**Registros de apontamento:**
╔══

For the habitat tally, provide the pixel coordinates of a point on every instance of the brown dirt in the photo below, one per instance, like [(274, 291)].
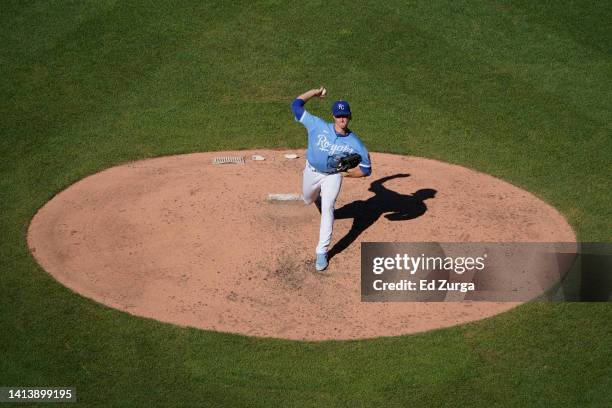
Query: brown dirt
[(184, 241)]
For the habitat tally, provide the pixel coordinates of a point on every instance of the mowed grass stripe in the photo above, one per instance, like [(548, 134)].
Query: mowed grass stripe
[(519, 90)]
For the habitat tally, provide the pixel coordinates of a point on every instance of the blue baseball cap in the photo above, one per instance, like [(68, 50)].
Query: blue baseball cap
[(341, 108)]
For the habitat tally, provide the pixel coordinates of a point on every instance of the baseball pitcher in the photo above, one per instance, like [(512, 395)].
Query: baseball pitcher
[(333, 151)]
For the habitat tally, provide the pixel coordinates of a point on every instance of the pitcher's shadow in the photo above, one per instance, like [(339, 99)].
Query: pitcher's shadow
[(395, 207)]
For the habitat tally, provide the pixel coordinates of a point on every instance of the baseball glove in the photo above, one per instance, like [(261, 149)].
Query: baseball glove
[(348, 162)]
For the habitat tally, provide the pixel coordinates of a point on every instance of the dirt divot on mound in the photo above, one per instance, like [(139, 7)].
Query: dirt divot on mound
[(189, 242)]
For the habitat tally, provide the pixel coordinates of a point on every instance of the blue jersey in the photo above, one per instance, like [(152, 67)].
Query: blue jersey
[(326, 147)]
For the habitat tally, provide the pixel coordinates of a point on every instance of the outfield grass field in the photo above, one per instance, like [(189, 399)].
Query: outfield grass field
[(521, 90)]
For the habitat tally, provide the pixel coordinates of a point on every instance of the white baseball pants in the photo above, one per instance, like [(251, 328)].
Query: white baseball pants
[(327, 186)]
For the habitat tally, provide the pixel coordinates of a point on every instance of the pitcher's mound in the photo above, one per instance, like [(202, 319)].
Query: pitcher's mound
[(189, 242)]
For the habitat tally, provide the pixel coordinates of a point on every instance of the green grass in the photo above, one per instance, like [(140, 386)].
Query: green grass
[(520, 90)]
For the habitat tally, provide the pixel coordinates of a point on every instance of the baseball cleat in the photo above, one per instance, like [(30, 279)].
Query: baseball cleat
[(321, 262)]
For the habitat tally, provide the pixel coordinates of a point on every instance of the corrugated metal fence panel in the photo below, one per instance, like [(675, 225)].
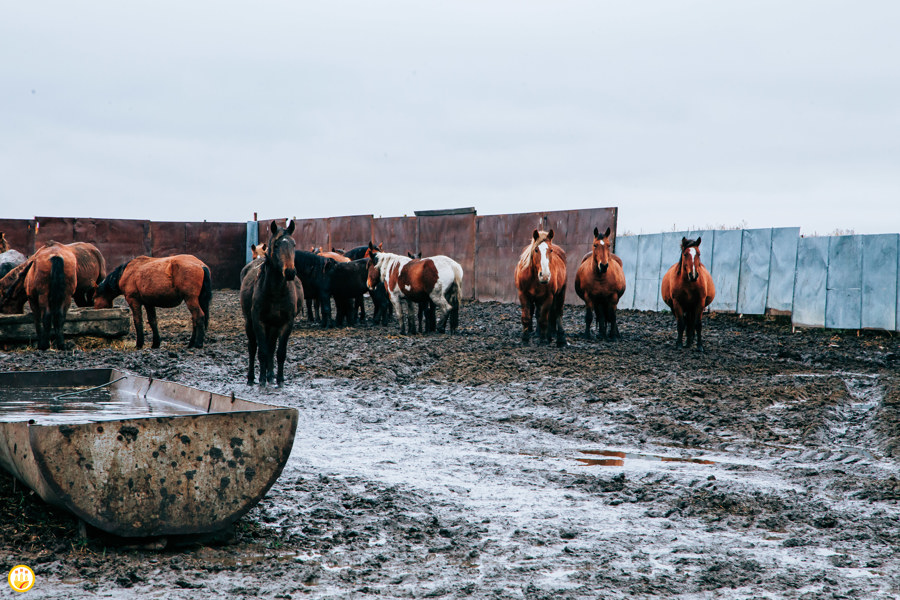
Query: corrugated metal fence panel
[(879, 281), (20, 234), (453, 236), (781, 269), (573, 231), (809, 284), (627, 250), (499, 240), (396, 234), (843, 303), (753, 280), (345, 233), (726, 268), (646, 284)]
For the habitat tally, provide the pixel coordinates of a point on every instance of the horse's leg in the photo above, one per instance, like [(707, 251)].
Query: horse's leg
[(251, 349), (198, 321), (138, 317), (154, 327)]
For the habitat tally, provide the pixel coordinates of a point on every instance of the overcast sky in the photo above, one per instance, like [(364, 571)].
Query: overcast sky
[(682, 114)]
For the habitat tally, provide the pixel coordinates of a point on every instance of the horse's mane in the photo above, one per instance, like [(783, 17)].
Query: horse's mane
[(110, 285)]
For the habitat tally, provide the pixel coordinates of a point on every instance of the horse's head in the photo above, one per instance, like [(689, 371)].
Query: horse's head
[(601, 250), (280, 251), (690, 258), (542, 251), (373, 273)]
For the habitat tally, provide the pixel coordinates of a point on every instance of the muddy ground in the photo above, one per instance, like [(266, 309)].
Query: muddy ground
[(472, 466)]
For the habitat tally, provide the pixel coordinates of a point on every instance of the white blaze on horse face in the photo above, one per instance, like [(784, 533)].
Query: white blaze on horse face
[(544, 272)]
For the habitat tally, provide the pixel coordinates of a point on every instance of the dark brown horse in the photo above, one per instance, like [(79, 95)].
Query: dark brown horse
[(687, 288), (540, 276), (160, 283), (600, 282), (269, 304), (49, 284)]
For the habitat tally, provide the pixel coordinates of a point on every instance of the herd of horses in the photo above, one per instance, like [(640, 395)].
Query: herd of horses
[(280, 278)]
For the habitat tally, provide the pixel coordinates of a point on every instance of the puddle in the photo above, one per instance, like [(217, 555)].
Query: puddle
[(618, 458)]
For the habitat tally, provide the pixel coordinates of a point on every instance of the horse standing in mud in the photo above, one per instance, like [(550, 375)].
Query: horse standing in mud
[(438, 278), (600, 282), (687, 288), (269, 304), (160, 283), (540, 276), (49, 279)]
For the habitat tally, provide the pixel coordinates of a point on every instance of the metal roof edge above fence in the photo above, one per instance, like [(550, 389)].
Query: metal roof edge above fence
[(443, 213)]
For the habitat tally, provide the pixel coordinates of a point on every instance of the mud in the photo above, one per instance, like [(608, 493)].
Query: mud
[(471, 466)]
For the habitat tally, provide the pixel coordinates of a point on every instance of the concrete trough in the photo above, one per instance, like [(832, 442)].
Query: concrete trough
[(139, 457)]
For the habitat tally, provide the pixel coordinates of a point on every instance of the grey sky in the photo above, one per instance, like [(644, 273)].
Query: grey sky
[(682, 114)]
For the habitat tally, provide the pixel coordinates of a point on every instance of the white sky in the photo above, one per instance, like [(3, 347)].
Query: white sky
[(682, 114)]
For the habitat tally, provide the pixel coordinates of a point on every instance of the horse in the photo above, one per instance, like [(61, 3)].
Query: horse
[(540, 276), (600, 282), (438, 278), (687, 288), (49, 279), (160, 283), (269, 304)]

╚══

**OBJETIVO DO EXERCÍCIO:**
Duplique sem nenhuma alteração todas as linhas da listagem acima. Deixe as imagens fora da resposta.

**RESPOSTA ESPERADA:**
For the habitat tally, provide the pixel coordinates of a point on every instance of the brown dirt in the photo below, one per instance, like [(274, 291)].
Query: brown dirt
[(184, 241)]
For the habitat tally, provide the pixel coordinates of a point on every instance of the mowed grass stripe in the photo above, one per instance, like [(548, 134)].
Query: mowed grass stripe
[(519, 90)]
For the habitat tally, provide the pixel coordinates of a point on every instance of the blue baseball cap in the photo above, one per instance, like [(68, 50)].
Query: blue baseball cap
[(341, 108)]
For the habitat tally, provide the pixel coordinates of a point on every instance of the baseball pitcher in the photo above, one per instance, like [(512, 395)].
Query: baseball pitcher
[(333, 151)]
For the habitat tally, provide the pixel coordinates of a point on every instance of the pitcher's shadow in the photo above, one per instance, like [(339, 99)].
Query: pitcher's shadow
[(395, 207)]
For the habitat tally, provide the pixel coordinates of a point on every instance of the baseball glove in the photo above, one per instance, like [(261, 149)].
Query: baseball glove
[(348, 162)]
For the habitat tally, provide the pixel coordinates of a point on every instance of the dirt divot on mound in the photo above, one per instance, like [(139, 7)].
Query: dirt divot on mound
[(189, 242)]
For the habitat tally, provide the pixel coordinates of a point on every instance of the blue jersey in the photo above, one per instance, like [(152, 67)].
Query: blue jersey
[(326, 147)]
For the habitat tally, provide the pixel coordinates of a point on every instance of the outfield grass field in the photo above, one per instance, like [(189, 399)].
Query: outfield grass field
[(521, 90)]
For the habitat tally, provide the pixel coordinates of a point on every instance of the white baseball pants in the photo above, one per instance, like [(251, 328)].
Query: white baseball pants
[(327, 186)]
For the habitat tally, provide the pixel coordinates of a point on every instance of the pitcher's mound in the photo above, one per instance, like [(202, 319)].
Query: pitcher's mound
[(189, 242)]
For the habitat tally, provide the pixel coordinates of a point on every instance of the green grass in the photo above, one per instance, like [(140, 386)].
Query: green grass
[(520, 90)]
For the habitat tally, provide the pixel coordinates of a point on every instance of the baseball cleat in the photo above, one per instance, like [(30, 279)].
Query: baseball cleat
[(321, 262)]
For the habitat tally, provide the pixel coordinates of a point on every instance of the corrugated metal fence panel in the photo below, one per instance, like [(675, 225)].
Query: corrugated metal fence panel
[(879, 281), (20, 234), (453, 236), (781, 269), (573, 231), (809, 284), (627, 250), (499, 240), (396, 234), (843, 303), (753, 280), (345, 233), (726, 268), (646, 284)]
For the habitat tally, provide the pixel coordinates of a point on every instance of the horse's leg in the photo above, one per instance, like [(707, 251)].
Query: horse's leg
[(251, 349), (198, 321), (138, 317), (154, 327)]
For the habitat tally, provide the pixel coordinates of a point on every instance of the overcast sky in the photo above, one per instance, like [(364, 571)].
Query: overcast sky
[(682, 114)]
For the habitat tally, provide the pixel coordinates of a point on every instance of the horse's mane in the photo above, one per instance, like [(783, 17)].
Query: horse's mane
[(110, 285)]
For the habitat tally, provide the pixel coordinates of a point on every instance of the horse's head in the photo above, one per instance, like [(689, 371)].
Query: horse's head
[(601, 250), (280, 251), (690, 258), (542, 251), (373, 273)]
For the habitat tally, provide the pixel coordinates of a point on every instance of the muddy ground in the photo above, one per instance, like [(266, 309)].
Query: muddy ground
[(472, 466)]
For the habitat tally, provide the pixel coordinates of a point on every instance of the white blaze on horse face in the photo above, one per instance, like [(784, 533)].
Query: white blaze on horse face
[(544, 272)]
For the habitat tally, provide the pixel coordinates of a point on every instance of the dark brown horse in the photo above, one per instance, like [(79, 95)].
Query: dark brown horse
[(687, 288), (540, 276), (160, 283), (600, 282), (269, 304), (49, 284)]
For the habitat tally, provide the pixel coordinates of a point on every instance of the herd of horses in the photo above, one per instance, like [(640, 395)].
Query: herd of horses
[(280, 278)]
For the habitat tally, provide the pixel coordinates of a point on every instance of the puddle in the photo above, one per instance, like [(217, 555)].
Query: puddle
[(618, 458)]
For the habitat tally, provide the pixel coordinates of a point on every instance of the horse standing in mud in the photo above, one per instance, like [(550, 375)].
Query: horse standing in mud
[(438, 278), (600, 282), (687, 288), (269, 304), (160, 283), (540, 276), (49, 279)]
For the habitat tally, provide the pixel coordinates of a point on every instance of the metal roof edge above fence in the photo above, one per instance, like [(550, 389)].
Query: metal roof edge above fence
[(443, 213)]
For the habitat tally, provide the pixel coordinates of a point on every instance of the mud in the photo above, one per instance, like [(608, 493)].
Query: mud
[(471, 466)]
For the habitat tally, provide the pixel coordinates of a point on every instance of the concrete trough in the photo above, one per instance, like [(832, 442)].
Query: concrete trough
[(139, 457)]
For the habitat tally, provide the pixel coordinates of a point on every instance of the grey sky in the photo above, one per instance, like [(644, 273)].
Query: grey sky
[(682, 114)]
For the habitat tally, provide the pixel coordinates of a point on every instance of the white sky in the photo above, one per instance, like [(3, 347)].
Query: white sky
[(682, 114)]
For the habitat tally, provide the pixel coordinates of a point on every instance of the horse in the photo above, one per instance, like [(61, 3)].
Query: horse
[(540, 276), (600, 282), (438, 278), (687, 288), (49, 279), (160, 283), (269, 304)]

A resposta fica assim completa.